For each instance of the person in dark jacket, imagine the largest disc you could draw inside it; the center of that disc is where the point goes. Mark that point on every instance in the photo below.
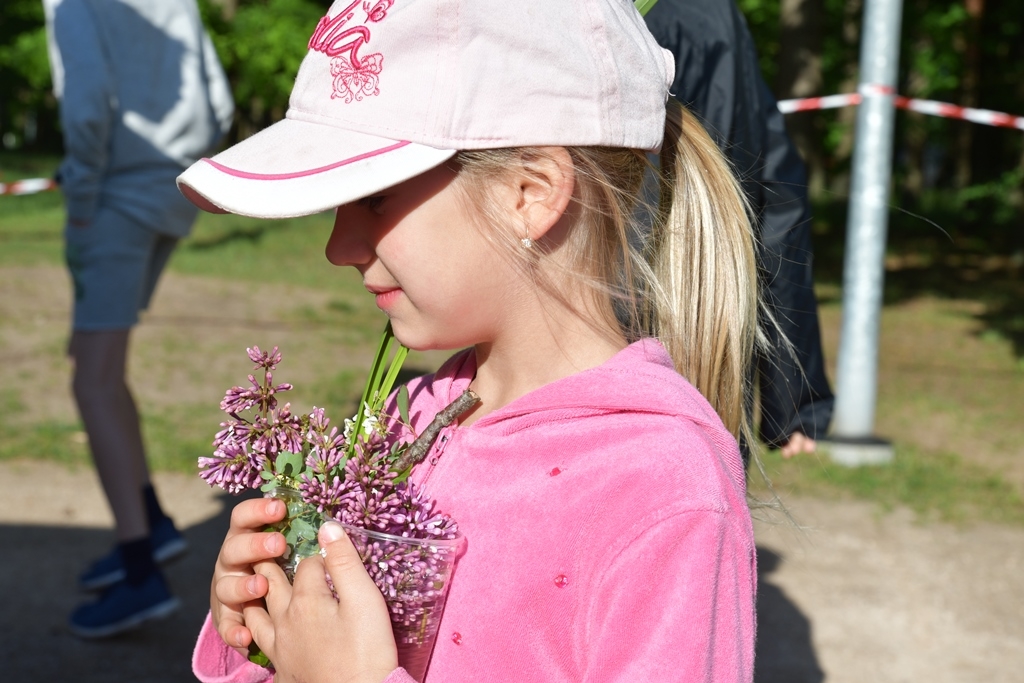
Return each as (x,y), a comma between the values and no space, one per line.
(718,78)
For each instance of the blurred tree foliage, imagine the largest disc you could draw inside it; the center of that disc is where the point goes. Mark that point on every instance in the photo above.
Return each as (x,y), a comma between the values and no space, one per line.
(964,51)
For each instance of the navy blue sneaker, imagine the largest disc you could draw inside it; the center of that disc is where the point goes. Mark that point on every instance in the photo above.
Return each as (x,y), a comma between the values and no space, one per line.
(168,544)
(122,607)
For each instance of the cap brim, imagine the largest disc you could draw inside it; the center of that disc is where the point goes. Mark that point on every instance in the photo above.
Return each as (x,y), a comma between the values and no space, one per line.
(297,168)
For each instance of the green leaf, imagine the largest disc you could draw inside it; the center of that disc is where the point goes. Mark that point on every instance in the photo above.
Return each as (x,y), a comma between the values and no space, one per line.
(289,464)
(643,6)
(303,529)
(256,655)
(402,399)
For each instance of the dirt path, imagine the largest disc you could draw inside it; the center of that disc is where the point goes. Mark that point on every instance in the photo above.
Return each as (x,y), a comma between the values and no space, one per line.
(858,596)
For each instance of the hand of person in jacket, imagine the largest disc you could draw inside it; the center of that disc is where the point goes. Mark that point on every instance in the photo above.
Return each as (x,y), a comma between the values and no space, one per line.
(799,442)
(311,637)
(236,584)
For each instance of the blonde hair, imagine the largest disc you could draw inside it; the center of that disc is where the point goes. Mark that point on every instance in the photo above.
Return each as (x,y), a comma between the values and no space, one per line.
(690,280)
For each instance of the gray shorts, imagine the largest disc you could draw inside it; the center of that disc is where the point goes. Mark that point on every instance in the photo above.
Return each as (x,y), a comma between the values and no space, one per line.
(115,264)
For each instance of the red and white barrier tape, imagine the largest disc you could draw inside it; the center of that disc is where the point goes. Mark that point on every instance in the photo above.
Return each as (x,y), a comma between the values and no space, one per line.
(29,186)
(931,107)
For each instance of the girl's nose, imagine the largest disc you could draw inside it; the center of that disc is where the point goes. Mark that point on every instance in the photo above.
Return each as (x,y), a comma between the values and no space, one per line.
(348,244)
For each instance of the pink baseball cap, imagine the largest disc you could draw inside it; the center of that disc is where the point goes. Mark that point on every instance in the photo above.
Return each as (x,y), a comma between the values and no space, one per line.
(392,88)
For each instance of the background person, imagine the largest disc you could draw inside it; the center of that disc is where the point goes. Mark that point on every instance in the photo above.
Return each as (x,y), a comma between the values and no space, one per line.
(719,79)
(142,95)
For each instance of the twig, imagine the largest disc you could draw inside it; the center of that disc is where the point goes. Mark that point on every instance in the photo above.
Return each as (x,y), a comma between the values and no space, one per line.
(418,450)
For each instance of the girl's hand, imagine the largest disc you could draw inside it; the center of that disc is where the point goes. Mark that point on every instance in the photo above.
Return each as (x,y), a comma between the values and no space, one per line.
(236,585)
(311,637)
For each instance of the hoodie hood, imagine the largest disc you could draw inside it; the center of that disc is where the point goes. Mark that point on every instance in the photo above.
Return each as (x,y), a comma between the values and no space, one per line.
(641,378)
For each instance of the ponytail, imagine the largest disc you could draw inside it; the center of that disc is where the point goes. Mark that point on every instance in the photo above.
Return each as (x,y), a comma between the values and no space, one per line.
(705,298)
(689,280)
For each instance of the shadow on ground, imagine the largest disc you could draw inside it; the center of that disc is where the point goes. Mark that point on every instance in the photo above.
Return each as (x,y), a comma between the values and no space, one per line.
(42,563)
(37,580)
(785,652)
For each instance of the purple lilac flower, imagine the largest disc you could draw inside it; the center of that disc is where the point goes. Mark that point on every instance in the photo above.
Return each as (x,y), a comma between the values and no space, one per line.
(238,399)
(325,454)
(318,421)
(327,497)
(231,467)
(264,359)
(288,431)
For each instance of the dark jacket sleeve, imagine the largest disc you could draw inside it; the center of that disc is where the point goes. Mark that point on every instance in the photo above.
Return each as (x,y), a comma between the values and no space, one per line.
(718,78)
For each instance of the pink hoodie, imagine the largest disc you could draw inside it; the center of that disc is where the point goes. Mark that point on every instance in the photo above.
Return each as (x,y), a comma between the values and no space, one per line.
(607,534)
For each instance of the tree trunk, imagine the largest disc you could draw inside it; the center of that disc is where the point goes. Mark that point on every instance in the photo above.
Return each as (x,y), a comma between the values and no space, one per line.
(800,76)
(969,89)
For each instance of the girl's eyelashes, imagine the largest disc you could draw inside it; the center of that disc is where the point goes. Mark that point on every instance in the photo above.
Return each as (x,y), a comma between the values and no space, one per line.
(375,203)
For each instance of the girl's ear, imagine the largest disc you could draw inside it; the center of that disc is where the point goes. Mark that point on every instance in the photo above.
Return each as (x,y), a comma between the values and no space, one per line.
(545,188)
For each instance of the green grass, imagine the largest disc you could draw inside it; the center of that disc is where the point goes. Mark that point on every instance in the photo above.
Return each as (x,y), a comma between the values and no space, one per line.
(970,382)
(940,485)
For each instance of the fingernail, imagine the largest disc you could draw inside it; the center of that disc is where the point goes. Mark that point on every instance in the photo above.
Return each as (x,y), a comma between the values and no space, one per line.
(331,531)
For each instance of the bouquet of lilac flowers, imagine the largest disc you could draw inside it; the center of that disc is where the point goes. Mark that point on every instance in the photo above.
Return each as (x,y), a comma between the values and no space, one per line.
(357,477)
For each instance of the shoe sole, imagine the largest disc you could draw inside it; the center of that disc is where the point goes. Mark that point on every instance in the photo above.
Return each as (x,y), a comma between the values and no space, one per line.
(171,550)
(160,610)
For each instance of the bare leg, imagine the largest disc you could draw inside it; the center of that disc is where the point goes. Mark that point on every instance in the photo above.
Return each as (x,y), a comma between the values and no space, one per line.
(112,424)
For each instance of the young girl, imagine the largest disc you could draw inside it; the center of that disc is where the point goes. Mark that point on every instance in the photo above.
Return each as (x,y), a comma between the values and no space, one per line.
(485,159)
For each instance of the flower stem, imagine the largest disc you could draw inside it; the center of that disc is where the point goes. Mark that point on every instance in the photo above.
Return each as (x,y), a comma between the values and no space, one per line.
(417,451)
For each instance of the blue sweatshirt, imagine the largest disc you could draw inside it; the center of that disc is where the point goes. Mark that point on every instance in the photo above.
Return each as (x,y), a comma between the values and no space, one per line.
(142,96)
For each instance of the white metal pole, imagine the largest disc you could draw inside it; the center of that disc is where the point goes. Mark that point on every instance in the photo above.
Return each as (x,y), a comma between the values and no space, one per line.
(853,440)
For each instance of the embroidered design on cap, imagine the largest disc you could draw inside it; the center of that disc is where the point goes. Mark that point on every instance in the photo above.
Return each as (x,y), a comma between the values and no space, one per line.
(354,77)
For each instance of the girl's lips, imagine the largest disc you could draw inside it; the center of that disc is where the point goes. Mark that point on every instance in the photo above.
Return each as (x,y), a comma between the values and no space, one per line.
(386,298)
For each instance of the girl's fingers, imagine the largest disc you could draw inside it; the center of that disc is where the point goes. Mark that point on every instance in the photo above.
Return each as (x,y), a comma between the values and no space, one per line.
(233,632)
(351,583)
(260,627)
(256,513)
(236,590)
(279,592)
(247,549)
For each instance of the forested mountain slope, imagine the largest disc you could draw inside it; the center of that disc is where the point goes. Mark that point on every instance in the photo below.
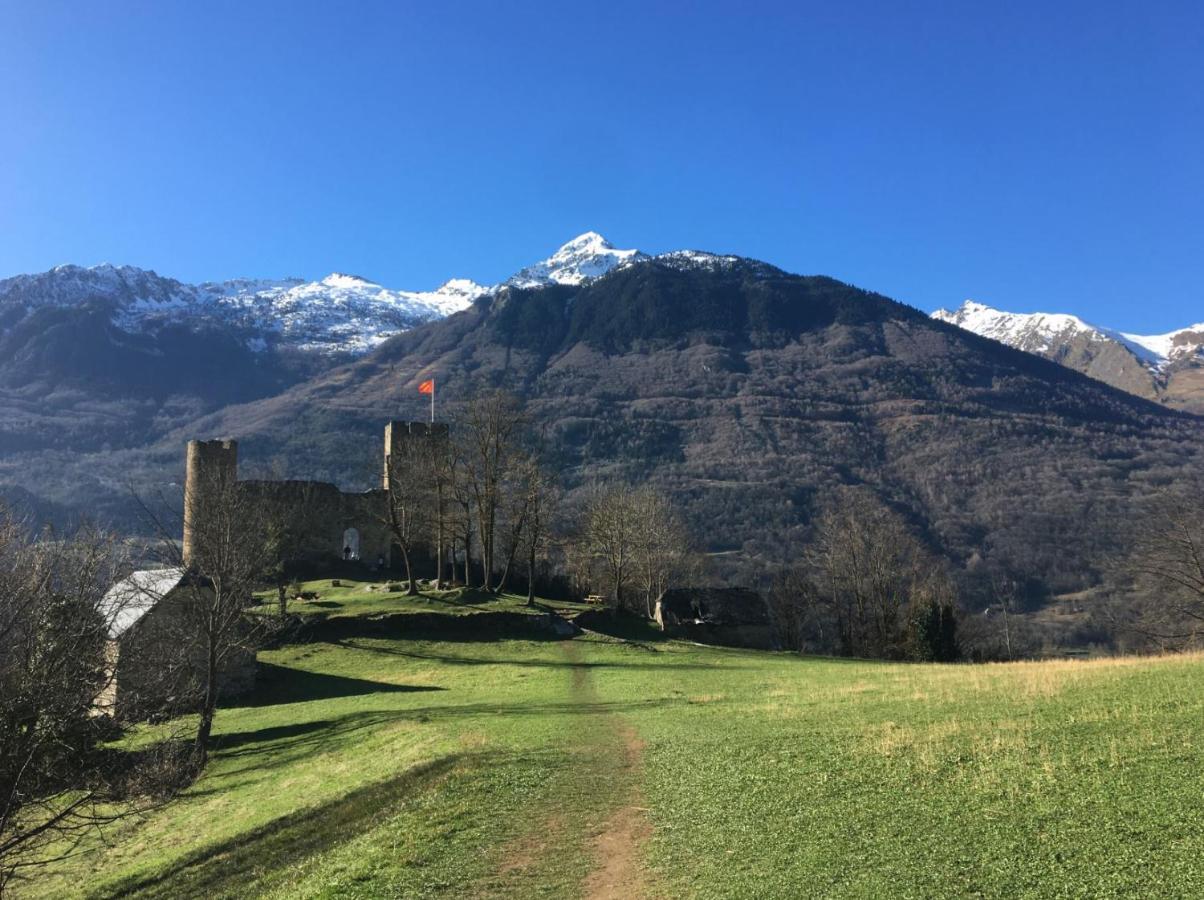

# # # # #

Stated exercise — Report every line of the items above that contains the word "hoodie".

Exercise result —
For each instance of the hoodie hood, imagine the largest disc you could draw inside it; the center of that disc is where the point goes. Mark that point on every instance in the photo above.
For each instance of the pink hoodie, imagine the largest disc you could draw inside it; the center of that disc is where the point goes. Mark that point on every instance in the photo above.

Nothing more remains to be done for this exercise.